> _Written request_:
Collect each line in the listing below that contains the string "photograph". Matching is case-sensitive.

> _Supplied information_:
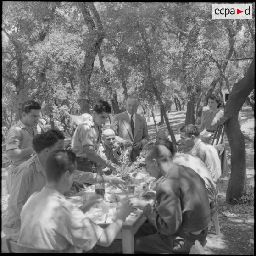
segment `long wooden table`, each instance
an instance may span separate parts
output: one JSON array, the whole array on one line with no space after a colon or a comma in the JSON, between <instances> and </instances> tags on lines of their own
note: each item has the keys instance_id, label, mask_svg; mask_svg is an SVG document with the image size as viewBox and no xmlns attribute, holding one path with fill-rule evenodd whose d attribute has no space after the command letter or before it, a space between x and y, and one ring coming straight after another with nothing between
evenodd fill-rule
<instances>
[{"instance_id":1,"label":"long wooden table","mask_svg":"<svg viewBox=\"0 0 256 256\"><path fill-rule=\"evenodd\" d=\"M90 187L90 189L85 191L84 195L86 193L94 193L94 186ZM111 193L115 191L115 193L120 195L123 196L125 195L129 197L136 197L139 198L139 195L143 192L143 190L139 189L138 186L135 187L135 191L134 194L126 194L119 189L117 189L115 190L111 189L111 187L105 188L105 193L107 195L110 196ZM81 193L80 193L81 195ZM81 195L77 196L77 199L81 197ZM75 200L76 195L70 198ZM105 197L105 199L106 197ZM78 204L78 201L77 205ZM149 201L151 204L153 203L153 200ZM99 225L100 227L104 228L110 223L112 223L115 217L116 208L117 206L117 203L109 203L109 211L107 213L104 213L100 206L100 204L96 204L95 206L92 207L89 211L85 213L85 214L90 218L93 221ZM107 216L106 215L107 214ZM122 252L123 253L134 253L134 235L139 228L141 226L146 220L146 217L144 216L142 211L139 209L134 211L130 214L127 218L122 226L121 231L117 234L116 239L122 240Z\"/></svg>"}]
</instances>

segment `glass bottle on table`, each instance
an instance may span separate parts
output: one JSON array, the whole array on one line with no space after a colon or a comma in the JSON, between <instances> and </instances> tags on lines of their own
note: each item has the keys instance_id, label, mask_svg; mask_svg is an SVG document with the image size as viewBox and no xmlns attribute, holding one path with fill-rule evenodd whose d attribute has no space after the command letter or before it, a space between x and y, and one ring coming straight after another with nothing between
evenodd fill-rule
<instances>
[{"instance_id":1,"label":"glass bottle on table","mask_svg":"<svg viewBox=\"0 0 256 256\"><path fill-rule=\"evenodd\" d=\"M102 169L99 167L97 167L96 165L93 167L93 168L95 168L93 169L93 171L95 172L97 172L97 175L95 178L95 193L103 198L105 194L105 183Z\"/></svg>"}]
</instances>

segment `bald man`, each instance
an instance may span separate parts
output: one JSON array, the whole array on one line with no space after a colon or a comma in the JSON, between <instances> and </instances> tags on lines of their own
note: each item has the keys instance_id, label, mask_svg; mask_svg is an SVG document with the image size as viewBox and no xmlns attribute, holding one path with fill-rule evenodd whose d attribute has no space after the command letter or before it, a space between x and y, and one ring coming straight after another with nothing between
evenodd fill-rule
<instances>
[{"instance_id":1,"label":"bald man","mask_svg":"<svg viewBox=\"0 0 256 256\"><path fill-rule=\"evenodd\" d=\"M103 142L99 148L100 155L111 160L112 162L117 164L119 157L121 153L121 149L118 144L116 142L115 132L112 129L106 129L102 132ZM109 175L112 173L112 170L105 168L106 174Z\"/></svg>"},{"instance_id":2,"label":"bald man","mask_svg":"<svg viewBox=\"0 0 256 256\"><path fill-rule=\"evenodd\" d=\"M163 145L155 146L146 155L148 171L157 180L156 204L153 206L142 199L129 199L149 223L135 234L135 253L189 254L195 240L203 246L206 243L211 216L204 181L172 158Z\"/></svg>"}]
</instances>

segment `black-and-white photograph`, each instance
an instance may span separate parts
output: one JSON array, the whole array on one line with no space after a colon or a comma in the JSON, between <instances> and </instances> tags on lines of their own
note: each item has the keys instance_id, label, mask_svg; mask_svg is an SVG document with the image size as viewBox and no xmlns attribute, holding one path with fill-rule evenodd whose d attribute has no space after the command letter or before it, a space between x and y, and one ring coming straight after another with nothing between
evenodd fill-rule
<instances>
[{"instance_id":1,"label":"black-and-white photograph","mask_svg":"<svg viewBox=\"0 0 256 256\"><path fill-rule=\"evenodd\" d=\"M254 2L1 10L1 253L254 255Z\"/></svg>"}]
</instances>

==

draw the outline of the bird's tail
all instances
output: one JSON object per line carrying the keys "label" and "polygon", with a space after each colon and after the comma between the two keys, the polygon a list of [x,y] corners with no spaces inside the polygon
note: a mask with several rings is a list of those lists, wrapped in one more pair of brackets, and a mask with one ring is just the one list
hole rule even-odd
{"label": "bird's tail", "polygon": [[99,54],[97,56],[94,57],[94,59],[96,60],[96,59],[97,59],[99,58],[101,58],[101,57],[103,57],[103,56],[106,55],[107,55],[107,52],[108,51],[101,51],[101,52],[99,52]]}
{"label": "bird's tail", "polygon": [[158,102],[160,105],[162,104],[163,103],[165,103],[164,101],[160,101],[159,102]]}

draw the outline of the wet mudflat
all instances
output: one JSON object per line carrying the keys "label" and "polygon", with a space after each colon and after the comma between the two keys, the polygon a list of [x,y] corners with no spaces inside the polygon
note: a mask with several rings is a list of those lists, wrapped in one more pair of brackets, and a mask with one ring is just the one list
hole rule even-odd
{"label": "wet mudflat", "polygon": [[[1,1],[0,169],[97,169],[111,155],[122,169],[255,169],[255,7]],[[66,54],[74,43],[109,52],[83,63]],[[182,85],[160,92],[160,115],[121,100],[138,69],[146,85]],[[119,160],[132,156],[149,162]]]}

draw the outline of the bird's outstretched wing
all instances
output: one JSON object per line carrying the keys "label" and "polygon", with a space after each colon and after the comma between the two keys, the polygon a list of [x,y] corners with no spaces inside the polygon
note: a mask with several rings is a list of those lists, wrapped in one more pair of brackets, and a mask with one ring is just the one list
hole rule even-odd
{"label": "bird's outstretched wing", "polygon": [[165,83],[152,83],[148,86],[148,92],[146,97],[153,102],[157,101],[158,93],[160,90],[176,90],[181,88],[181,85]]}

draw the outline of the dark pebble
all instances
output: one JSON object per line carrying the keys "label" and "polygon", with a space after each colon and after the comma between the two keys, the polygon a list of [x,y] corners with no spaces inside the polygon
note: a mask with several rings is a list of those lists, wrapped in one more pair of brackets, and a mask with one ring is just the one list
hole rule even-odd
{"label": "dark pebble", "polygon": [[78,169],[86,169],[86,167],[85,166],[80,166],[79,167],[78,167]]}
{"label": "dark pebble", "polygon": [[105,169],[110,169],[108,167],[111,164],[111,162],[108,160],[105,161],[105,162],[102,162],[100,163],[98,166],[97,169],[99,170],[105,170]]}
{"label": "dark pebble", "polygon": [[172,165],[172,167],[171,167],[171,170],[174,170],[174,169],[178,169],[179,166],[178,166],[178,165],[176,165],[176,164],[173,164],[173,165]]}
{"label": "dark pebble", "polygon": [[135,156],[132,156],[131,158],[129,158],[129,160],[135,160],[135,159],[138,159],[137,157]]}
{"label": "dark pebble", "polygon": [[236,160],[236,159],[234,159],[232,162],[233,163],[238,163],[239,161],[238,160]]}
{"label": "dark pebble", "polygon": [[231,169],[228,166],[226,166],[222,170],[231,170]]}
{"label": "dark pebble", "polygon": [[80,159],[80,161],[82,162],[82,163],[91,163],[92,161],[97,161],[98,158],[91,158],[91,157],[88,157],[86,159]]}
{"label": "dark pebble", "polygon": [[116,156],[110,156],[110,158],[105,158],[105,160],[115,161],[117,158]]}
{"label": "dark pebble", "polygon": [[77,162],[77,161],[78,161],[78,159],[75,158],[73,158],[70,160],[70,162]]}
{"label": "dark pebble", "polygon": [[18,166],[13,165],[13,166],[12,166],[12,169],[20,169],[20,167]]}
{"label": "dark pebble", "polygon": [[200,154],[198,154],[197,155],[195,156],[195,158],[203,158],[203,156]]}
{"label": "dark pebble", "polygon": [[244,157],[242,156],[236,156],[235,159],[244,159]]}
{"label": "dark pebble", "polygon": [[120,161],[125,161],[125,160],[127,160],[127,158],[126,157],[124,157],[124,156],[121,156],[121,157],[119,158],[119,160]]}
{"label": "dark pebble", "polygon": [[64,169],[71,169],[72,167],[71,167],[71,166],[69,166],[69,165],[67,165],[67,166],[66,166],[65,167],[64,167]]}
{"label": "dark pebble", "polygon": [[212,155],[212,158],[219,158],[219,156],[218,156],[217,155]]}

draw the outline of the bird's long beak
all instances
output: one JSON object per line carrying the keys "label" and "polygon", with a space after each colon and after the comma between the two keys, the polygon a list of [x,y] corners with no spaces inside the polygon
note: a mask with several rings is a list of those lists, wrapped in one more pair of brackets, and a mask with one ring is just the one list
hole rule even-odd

> _The reply_:
segment `black-and-white photograph`, each instance
[{"instance_id":1,"label":"black-and-white photograph","mask_svg":"<svg viewBox=\"0 0 256 256\"><path fill-rule=\"evenodd\" d=\"M254 2L1 10L1 253L254 255Z\"/></svg>"}]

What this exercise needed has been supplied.